— BEGIN —

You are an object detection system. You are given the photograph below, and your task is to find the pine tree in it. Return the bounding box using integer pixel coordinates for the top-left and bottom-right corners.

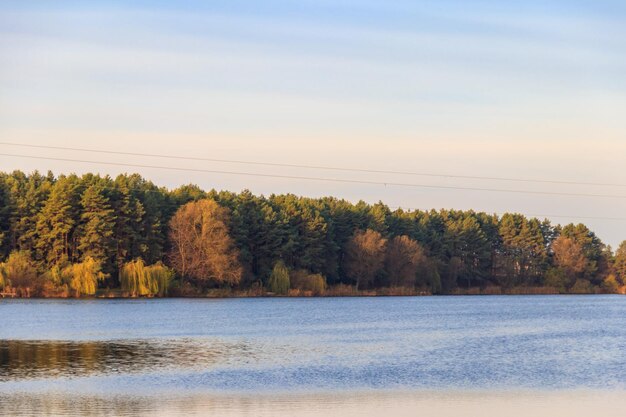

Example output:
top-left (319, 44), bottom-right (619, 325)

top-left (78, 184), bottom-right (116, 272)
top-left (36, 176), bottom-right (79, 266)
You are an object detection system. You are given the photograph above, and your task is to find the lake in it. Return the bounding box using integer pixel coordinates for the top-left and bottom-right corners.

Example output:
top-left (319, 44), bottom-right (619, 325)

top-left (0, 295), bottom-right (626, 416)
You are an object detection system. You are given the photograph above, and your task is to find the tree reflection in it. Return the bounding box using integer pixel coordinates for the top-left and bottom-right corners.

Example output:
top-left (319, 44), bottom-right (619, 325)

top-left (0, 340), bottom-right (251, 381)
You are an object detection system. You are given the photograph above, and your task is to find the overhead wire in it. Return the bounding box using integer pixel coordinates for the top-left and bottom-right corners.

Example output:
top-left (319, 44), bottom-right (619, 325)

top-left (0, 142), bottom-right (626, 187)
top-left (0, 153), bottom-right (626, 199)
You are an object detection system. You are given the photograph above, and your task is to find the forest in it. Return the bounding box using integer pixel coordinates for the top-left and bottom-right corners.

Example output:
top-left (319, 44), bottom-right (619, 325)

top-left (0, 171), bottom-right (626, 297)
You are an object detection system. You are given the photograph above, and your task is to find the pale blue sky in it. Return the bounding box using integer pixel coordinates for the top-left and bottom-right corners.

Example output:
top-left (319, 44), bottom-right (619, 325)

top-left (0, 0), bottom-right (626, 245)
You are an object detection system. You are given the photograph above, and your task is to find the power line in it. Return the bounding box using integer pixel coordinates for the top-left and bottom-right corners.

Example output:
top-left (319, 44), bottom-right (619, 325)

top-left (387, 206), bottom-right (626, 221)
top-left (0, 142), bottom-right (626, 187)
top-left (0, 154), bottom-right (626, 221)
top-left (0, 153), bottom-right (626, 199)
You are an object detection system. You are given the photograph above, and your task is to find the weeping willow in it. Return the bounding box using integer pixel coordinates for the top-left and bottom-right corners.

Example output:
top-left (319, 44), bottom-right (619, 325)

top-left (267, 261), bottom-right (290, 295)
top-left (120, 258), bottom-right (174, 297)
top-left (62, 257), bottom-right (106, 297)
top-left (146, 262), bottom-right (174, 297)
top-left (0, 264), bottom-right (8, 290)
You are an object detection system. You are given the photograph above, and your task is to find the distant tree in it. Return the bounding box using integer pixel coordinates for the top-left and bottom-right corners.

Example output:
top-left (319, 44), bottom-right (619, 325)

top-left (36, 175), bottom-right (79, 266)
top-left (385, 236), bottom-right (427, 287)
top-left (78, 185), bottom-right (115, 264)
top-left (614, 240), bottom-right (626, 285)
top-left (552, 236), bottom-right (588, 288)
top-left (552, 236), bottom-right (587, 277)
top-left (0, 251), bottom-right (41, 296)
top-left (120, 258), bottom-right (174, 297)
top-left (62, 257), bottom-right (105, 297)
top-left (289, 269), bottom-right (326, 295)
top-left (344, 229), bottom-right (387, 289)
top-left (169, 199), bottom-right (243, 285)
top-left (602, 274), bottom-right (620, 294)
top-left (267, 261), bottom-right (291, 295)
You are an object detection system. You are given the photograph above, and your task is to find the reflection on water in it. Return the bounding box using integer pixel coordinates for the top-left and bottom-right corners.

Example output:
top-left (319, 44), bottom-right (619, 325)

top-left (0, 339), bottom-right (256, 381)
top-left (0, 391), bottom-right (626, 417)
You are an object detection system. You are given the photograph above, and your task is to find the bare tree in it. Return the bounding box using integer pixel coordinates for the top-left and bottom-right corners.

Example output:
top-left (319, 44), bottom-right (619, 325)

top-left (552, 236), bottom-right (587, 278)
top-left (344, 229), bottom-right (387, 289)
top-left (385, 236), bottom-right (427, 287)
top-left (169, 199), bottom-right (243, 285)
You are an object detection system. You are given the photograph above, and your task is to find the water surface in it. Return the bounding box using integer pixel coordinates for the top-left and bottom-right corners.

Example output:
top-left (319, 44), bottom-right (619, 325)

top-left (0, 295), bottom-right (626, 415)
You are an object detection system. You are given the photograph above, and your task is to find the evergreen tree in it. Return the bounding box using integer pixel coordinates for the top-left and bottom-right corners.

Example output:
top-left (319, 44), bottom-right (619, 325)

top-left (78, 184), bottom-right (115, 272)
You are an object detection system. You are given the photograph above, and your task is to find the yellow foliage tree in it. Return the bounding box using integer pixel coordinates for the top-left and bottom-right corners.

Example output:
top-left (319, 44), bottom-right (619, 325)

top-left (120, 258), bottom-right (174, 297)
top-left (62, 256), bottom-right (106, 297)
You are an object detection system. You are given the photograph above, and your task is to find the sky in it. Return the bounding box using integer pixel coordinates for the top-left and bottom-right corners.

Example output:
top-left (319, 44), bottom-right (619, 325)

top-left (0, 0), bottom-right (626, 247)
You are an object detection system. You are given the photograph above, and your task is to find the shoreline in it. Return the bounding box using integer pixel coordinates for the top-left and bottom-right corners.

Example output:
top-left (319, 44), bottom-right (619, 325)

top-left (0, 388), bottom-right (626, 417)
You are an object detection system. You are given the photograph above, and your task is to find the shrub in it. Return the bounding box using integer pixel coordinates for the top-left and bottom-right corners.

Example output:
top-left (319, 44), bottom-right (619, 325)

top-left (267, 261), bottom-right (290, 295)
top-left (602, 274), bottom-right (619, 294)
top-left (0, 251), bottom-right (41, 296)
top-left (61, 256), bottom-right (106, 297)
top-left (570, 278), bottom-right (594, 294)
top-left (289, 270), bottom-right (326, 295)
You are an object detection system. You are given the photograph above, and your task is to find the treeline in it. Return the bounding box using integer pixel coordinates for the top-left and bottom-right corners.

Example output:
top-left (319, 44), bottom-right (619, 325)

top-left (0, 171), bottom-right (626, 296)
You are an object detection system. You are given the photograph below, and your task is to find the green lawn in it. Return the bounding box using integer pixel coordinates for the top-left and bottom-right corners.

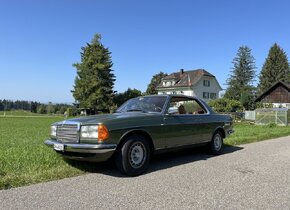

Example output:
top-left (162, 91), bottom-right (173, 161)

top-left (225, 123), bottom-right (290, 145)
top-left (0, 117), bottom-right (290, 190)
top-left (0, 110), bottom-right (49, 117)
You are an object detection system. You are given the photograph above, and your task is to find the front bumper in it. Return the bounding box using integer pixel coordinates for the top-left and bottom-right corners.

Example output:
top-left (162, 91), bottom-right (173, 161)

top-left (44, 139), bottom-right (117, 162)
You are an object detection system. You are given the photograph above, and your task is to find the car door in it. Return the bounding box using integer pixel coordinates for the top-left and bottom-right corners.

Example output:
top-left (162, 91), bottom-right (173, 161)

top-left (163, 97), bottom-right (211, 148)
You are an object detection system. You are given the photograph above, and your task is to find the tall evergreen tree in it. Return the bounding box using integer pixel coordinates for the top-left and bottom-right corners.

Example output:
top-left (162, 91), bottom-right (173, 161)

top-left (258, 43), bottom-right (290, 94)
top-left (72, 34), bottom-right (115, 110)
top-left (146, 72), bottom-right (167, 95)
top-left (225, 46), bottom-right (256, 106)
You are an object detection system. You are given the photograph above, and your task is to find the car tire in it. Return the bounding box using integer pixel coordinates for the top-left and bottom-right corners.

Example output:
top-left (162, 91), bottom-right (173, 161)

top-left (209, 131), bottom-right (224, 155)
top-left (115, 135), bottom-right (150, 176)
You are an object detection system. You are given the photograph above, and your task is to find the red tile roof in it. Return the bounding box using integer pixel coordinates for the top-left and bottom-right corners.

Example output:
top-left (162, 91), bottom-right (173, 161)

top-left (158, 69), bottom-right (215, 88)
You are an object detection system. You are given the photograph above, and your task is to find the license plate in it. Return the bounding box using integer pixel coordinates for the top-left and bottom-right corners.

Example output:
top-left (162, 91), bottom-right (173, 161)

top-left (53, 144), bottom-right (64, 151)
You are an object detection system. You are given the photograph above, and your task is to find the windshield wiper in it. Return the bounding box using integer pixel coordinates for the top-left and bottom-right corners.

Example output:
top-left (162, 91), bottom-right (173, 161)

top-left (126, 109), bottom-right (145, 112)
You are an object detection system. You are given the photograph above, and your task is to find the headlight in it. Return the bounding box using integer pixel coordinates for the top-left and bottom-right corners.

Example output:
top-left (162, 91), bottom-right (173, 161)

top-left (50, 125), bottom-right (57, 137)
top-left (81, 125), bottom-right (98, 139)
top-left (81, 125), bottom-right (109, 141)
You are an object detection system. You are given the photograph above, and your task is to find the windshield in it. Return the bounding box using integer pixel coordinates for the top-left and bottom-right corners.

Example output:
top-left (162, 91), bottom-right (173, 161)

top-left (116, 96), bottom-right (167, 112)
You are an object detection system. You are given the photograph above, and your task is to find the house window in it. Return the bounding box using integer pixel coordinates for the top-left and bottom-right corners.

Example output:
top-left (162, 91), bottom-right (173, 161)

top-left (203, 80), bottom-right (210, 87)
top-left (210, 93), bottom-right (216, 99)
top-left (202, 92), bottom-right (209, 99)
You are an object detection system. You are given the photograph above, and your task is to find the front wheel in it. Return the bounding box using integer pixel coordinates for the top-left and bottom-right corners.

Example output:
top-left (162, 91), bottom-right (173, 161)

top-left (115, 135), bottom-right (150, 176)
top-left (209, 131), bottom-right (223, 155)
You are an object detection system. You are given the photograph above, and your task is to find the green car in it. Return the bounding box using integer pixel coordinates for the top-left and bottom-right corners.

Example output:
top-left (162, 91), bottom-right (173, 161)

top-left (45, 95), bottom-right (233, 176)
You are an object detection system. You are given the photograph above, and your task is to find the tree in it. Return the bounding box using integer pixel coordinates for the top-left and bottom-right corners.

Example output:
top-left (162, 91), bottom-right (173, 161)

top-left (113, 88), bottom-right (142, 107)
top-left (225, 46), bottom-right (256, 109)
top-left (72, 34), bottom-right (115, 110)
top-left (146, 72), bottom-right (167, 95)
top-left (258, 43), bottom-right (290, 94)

— END —
— BEGIN —

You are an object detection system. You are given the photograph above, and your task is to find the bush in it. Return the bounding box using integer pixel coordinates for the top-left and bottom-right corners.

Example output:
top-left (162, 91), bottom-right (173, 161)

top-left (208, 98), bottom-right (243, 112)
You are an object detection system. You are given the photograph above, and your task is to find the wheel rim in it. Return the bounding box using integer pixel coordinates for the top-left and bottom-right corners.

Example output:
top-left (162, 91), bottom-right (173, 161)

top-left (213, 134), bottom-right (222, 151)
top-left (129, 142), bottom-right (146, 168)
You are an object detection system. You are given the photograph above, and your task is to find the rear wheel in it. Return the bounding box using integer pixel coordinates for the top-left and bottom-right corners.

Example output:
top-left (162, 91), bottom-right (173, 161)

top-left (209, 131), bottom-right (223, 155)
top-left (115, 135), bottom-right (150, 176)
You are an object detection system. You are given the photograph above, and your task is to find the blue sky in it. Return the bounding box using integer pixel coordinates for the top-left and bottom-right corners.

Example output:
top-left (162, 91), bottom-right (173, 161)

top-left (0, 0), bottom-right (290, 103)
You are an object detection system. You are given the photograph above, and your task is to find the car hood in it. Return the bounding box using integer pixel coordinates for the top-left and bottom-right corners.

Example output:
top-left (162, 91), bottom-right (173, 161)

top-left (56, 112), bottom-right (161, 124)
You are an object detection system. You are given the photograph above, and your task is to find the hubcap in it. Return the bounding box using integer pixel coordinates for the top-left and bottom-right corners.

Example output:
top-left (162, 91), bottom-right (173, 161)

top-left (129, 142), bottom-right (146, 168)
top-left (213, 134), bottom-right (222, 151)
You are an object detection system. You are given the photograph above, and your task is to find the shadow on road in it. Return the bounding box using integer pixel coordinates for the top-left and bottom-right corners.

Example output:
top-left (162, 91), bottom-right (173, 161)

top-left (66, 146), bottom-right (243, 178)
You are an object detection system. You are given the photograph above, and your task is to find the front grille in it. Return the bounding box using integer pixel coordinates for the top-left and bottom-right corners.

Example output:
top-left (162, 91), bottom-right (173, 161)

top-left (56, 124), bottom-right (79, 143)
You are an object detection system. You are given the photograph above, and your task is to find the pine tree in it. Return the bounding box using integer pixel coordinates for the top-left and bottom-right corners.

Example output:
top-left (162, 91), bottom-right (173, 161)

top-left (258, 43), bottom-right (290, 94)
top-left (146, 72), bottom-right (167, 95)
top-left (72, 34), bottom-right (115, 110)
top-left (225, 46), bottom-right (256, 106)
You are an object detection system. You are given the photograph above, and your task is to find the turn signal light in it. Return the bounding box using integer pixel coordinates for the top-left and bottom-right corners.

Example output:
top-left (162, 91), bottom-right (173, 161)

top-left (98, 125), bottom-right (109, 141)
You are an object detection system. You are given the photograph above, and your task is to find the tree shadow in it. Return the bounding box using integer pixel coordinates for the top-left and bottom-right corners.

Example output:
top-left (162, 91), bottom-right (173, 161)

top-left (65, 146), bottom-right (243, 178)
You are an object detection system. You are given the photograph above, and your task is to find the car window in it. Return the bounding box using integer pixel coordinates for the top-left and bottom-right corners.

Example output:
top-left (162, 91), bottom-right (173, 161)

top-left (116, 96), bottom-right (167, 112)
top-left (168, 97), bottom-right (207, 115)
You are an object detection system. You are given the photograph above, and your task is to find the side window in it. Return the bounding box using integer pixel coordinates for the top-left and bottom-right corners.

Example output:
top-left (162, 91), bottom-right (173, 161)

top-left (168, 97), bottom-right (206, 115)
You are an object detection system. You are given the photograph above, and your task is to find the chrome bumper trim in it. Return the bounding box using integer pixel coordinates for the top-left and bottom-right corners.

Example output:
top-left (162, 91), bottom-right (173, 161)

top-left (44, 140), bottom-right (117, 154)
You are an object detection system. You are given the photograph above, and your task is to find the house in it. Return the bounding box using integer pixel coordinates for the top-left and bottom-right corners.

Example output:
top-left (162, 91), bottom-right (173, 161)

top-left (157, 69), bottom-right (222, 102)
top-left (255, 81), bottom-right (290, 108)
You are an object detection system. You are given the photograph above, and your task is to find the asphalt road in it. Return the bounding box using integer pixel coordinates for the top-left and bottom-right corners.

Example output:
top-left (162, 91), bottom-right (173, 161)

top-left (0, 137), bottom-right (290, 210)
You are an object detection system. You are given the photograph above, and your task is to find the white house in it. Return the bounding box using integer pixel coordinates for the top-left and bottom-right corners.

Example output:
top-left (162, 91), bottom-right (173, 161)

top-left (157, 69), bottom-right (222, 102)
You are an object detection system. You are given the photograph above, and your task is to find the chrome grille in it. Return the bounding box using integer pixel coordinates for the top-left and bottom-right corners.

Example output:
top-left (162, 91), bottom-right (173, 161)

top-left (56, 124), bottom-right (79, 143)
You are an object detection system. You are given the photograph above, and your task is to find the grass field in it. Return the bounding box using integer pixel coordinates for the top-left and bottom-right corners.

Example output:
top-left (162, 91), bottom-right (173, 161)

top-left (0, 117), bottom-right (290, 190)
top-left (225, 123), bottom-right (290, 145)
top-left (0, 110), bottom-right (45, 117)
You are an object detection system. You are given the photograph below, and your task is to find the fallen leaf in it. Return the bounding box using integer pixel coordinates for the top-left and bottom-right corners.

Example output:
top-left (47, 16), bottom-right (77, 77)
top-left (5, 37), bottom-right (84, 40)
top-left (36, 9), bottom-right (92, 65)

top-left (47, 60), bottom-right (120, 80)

— END —
— BEGIN —

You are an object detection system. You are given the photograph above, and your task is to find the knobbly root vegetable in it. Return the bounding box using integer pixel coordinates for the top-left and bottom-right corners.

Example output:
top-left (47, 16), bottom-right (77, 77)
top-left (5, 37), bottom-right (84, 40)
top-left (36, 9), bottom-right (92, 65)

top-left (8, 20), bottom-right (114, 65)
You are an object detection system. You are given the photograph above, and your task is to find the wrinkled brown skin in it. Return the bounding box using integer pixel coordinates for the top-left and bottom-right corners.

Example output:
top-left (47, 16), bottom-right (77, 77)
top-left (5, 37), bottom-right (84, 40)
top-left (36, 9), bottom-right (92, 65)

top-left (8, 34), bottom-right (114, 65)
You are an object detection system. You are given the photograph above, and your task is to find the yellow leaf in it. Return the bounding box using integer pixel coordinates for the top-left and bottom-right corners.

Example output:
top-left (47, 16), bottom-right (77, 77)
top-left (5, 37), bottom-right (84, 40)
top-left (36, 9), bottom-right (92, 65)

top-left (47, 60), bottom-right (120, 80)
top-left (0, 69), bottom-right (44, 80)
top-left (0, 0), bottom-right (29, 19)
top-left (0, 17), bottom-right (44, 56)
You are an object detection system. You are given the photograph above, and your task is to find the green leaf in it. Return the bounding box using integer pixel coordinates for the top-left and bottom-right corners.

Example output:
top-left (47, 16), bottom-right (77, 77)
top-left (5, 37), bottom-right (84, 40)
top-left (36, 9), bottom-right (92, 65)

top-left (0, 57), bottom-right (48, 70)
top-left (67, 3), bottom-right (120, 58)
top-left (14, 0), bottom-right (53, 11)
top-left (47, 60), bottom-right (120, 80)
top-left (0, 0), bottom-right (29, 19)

— END —

WHAT THIS TASK INVOLVES>
Please reproduce the records word for word, from the line with "the front grille" to the line with "top-left (65, 146), bottom-right (243, 178)", including both of those lines.

REPLY>
You are an object detection system. You are given the photograph above, and your task is to find the front grille in it. Return the bounding box using integer pixel coordinates for the top-left and bottom-right corners.

Example output:
top-left (162, 91), bottom-right (173, 161)

top-left (56, 124), bottom-right (79, 143)
You are an object detection system. You are given the photograph above, and your task is to find the pine tree in it. Return the bounding box using integer pixel coordinates for the top-left and bottom-right corners.

Example output:
top-left (162, 91), bottom-right (173, 161)

top-left (258, 43), bottom-right (290, 94)
top-left (146, 72), bottom-right (167, 95)
top-left (72, 34), bottom-right (115, 110)
top-left (225, 46), bottom-right (256, 106)
You are an object detection system. You are given the photograph above, and your task is to find the turn signal light in it. Return the bounding box using integer pixel coordinates for the top-left and bottom-right corners.

Example output:
top-left (162, 91), bottom-right (173, 161)

top-left (98, 125), bottom-right (109, 141)
You are an object detection system. You are given the photograph above, and your task is to find the tree shadow in it. Return the bounding box using integer pixel coordinates for the top-left and bottom-right corners.

Example output:
top-left (162, 91), bottom-right (173, 161)

top-left (65, 146), bottom-right (243, 178)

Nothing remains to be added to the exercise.